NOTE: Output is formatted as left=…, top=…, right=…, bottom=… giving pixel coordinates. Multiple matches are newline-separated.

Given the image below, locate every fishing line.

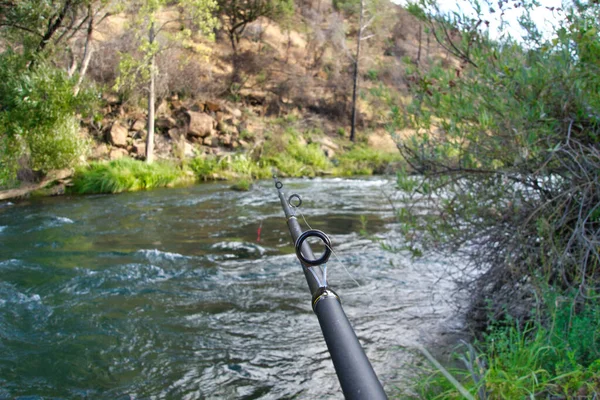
left=290, top=203, right=361, bottom=288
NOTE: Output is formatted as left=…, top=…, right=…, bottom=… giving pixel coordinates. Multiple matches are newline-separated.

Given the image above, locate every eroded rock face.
left=108, top=122, right=129, bottom=147
left=186, top=111, right=215, bottom=138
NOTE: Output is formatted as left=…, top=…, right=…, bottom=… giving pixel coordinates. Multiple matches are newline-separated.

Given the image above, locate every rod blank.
left=274, top=179, right=387, bottom=400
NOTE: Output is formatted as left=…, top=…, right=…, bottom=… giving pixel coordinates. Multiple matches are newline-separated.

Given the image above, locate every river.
left=0, top=177, right=463, bottom=399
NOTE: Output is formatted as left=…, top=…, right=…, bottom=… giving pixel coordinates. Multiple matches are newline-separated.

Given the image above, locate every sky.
left=392, top=0, right=566, bottom=41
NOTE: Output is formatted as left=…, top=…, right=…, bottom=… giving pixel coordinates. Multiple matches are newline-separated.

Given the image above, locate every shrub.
left=396, top=1, right=600, bottom=320
left=0, top=51, right=95, bottom=188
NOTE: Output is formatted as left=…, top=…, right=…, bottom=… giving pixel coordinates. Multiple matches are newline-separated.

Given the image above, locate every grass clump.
left=414, top=292, right=600, bottom=399
left=261, top=135, right=332, bottom=177
left=70, top=158, right=185, bottom=194
left=335, top=146, right=402, bottom=176
left=189, top=154, right=270, bottom=181
left=230, top=178, right=252, bottom=191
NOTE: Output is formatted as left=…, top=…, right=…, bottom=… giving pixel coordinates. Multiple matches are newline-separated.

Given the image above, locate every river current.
left=0, top=177, right=463, bottom=399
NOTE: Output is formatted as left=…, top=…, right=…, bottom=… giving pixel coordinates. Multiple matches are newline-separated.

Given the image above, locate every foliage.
left=70, top=158, right=185, bottom=194
left=0, top=0, right=90, bottom=58
left=113, top=0, right=218, bottom=96
left=0, top=51, right=95, bottom=188
left=216, top=0, right=294, bottom=51
left=188, top=133, right=402, bottom=181
left=230, top=178, right=252, bottom=191
left=414, top=291, right=600, bottom=399
left=261, top=135, right=332, bottom=176
left=189, top=153, right=270, bottom=180
left=332, top=0, right=360, bottom=14
left=335, top=146, right=402, bottom=176
left=395, top=0, right=600, bottom=315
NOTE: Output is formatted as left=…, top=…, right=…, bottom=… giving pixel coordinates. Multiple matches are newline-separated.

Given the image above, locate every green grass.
left=335, top=146, right=403, bottom=176
left=188, top=138, right=404, bottom=181
left=189, top=153, right=270, bottom=181
left=70, top=158, right=186, bottom=194
left=413, top=291, right=600, bottom=399
left=230, top=178, right=252, bottom=191
left=261, top=137, right=332, bottom=176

┄┄┄┄┄┄┄┄┄┄┄┄┄┄┄┄┄┄┄┄

WHAT YOU HAVE TO DO: All the lines above are to be reproduced exactly, except the pictures.

EXPECTED ANSWER:
NOTE: Output is formatted as left=…, top=…, right=…, bottom=… giving pixel coordinates. Multiple matches are newline-separated.

Given the image below, locate every fishing line.

left=290, top=203, right=361, bottom=288
NOTE: Output is formatted as left=…, top=…, right=…, bottom=… giving pixel coordinates. Multiple matches are newline-separated.

Given the image above, locate every eroded rock face.
left=108, top=122, right=129, bottom=147
left=186, top=111, right=215, bottom=138
NOTE: Output is formatted as left=…, top=…, right=…, bottom=… giving pixel coordinates. Multiple matches are newline-separated.

Given the image above, locate every rod blank.
left=274, top=179, right=387, bottom=400
NOTE: Output is formatted as left=…, top=…, right=…, bottom=… giving pixel coordinates. Multiple matches are newline-separated.

Given the image above, locate every river.
left=0, top=177, right=463, bottom=399
NOTE: Output is formatted as left=…, top=…, right=…, bottom=… giving pixel coordinates. Multiple matches are newline-separated.

Given the image above, locate every sky.
left=392, top=0, right=566, bottom=41
NOTE: Output is formatted as left=…, top=…, right=…, bottom=… giving pixel coordinates. Multiple matches are newline-separated.

Given the image above, locate every shrub.
left=396, top=1, right=600, bottom=320
left=0, top=51, right=95, bottom=188
NOTE: Output is formatted as left=…, top=…, right=…, bottom=… giving pixel coordinates. Multiple matches are newline-separated.

Given the image above, locate every grass clump.
left=414, top=292, right=600, bottom=399
left=261, top=135, right=332, bottom=177
left=70, top=158, right=185, bottom=194
left=335, top=146, right=402, bottom=176
left=189, top=154, right=270, bottom=181
left=230, top=178, right=252, bottom=191
NOTE: Output is formatted as left=…, top=…, right=…, bottom=… giving pixel coordinates. Multiple matches are newline-separated.

Given the image above, locate every river current.
left=0, top=177, right=463, bottom=399
NOTE: Output is formatted as left=…, top=…, right=…, bottom=… giving pixel coordinates. Multiple matches are newline-separated.

Given the image above, locate every foliage.
left=70, top=158, right=185, bottom=194
left=0, top=0, right=90, bottom=58
left=113, top=0, right=218, bottom=96
left=0, top=51, right=95, bottom=188
left=216, top=0, right=294, bottom=51
left=188, top=133, right=402, bottom=181
left=230, top=178, right=252, bottom=191
left=414, top=291, right=600, bottom=399
left=261, top=135, right=332, bottom=176
left=189, top=153, right=270, bottom=180
left=332, top=0, right=360, bottom=14
left=335, top=146, right=402, bottom=176
left=395, top=0, right=600, bottom=315
NOTE: Output is formatted as left=…, top=…, right=…, bottom=… giving pixel coordinates. Multiple matches are newline-separated.

Given the image above, locate every green grass.
left=335, top=146, right=403, bottom=176
left=188, top=138, right=404, bottom=181
left=189, top=153, right=270, bottom=181
left=70, top=158, right=186, bottom=194
left=413, top=291, right=600, bottom=399
left=230, top=178, right=252, bottom=191
left=261, top=137, right=332, bottom=176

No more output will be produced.